◆ **Aim**
Set the listing down unchanged, minus every embedded image.

(Pointing records)
■ ■ ■ ■
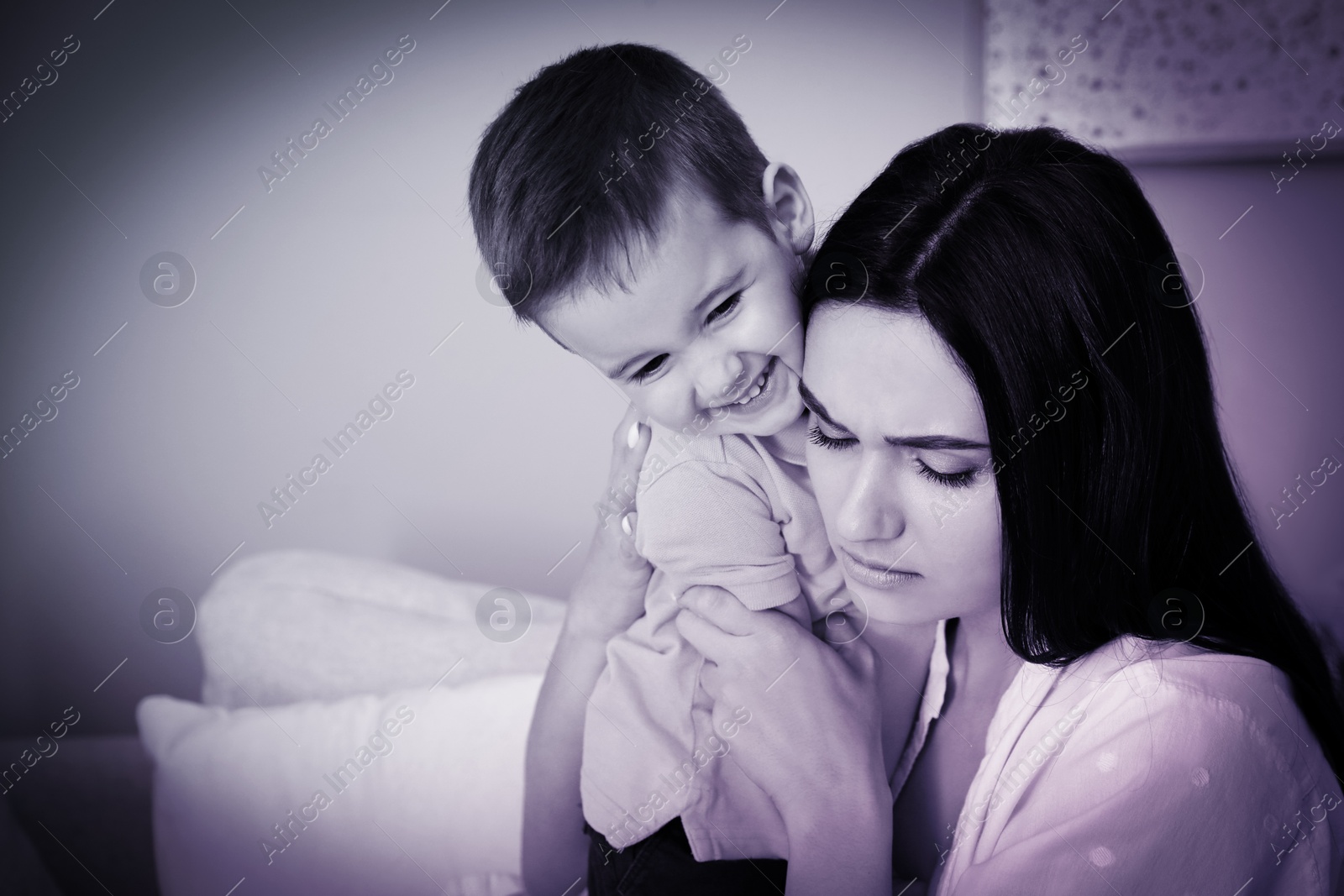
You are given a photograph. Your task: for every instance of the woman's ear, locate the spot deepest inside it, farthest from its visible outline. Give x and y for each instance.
(792, 208)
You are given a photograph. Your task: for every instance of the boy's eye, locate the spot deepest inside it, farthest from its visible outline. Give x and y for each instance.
(649, 369)
(723, 308)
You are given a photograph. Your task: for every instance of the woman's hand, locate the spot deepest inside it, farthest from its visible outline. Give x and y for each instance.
(609, 593)
(813, 738)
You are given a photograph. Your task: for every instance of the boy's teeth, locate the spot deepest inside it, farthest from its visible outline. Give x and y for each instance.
(754, 391)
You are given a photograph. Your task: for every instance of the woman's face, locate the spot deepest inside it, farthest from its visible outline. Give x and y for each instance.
(900, 458)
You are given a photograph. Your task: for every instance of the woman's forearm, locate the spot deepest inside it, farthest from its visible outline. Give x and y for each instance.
(554, 846)
(842, 842)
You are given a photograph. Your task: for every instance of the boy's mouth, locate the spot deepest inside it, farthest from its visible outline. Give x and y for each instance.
(757, 394)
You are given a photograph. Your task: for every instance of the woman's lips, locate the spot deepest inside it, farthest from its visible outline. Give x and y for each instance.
(875, 575)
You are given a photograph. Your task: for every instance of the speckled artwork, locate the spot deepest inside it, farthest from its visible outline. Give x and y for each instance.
(1178, 78)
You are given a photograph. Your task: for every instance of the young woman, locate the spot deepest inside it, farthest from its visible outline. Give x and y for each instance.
(1015, 432)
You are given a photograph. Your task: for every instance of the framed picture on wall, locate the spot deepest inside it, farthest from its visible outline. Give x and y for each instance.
(1163, 81)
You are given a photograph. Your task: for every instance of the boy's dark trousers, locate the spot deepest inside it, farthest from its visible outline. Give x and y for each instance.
(663, 866)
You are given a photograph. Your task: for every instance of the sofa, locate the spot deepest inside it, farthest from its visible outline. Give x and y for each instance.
(360, 731)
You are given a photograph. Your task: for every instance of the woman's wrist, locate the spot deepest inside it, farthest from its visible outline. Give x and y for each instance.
(840, 846)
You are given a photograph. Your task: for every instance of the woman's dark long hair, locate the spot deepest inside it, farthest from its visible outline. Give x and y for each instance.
(1047, 273)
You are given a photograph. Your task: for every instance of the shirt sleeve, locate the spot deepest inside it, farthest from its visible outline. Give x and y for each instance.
(1164, 797)
(709, 523)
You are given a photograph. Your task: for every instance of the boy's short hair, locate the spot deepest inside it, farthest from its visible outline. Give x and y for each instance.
(573, 177)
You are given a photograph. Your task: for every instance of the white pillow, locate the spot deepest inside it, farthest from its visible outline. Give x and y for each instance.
■ ■ ■ ■
◆ **Exercise answer**
You are given a photograph. Your task: for every instance of the woman's ear, locate the spot deepest inside it, farthest from its visible outline. Give x and y for each instance.
(792, 208)
You are given a photograph. Your task: for every instance of the boy's eye, locate the spot deepest inside it, farthest from its visible outline. Give x and y for each instance.
(649, 369)
(723, 308)
You are given a photograph. Your task: for every instance of the woman's hand, locate the spot deepest inside it, farthest from its visible outline. Give x and y for each instance.
(609, 593)
(813, 738)
You are given a photograph. Your task: for every instance of the boy's teeth, locate the spot deepest inside it, farthest from its visible outline. Give x and y for each instance.
(754, 391)
You are given a photograph. Your task: for every instance of the woman's face, locate the spot deepest inside it, farthest from its visible outline. Give x and y for each instance.
(900, 458)
You are given a photograph. Your task: for every instance of the woman's forearm, locate the spot deepest inside it, farthest from its visible outline. Give x and y for each instance.
(554, 846)
(842, 842)
You are given a photograph. Your task: for every instance of the boy's mouth, locate the spot deepest inside it, farthest from its visible outline. Give x and y for each instance.
(757, 394)
You are given a photograph. Your task: for every instance of the woman's lips, locate the spot deepest inside it, farthest from its visible outline. Give x and y for each instance.
(875, 575)
You are given a photograph. Your task: for every instance of the speckled artwork, locate the spot deepest inside it, farthest from its visible outline. Give x and y for each instance.
(1178, 78)
You are given a photograph. Your task: for every instance of the young woman, locate the spot deepest inside it, farthest from its visible outline. Give x and y for each instance.
(1015, 432)
You are given a photograph. Your task: for every instance of the framed picture on wall, locate the spot deepest inside it, farthest from its visible outline. Give x and y for each instance.
(1163, 81)
You are given a photograph. Your task: for every instance of the boy's dark trousers, locate the spot deepest inside it, farthest from its visible outline. Give x and y for each instance.
(663, 866)
You are given a photograph. Your task: for every instance of the sofa, locate the spot deepest inside it, farthest from its visible outline. Give x and y for each instance.
(360, 731)
You are given a photograph. Your task: for every instance of the woman's wrist, locate the spot deepest inside it, farthest from its visible outline. Give x and y for each instance.
(840, 846)
You are given a photograph. Your task: for every instance of the woman's dark long hair, locate the spot deepest inside it, farthest from its visible outline. Give x and y for each instance.
(1047, 273)
You are given a photograph. Your task: for every instance of the shirt sleeve, locate the spot deepest inside it, farthest from its visible outline. Give x and y for each instance.
(1164, 797)
(709, 523)
You are given a photograph. Your task: for every instance of the boy's short hair, locate the spot deepest inside it, farthest from its visible outline. Give x and y for each instance.
(573, 177)
You are given a photograph. Your task: for every instance of the white pillow, locate the spot deepest inside it, farthest from its visible outline. Give x and y for each instance.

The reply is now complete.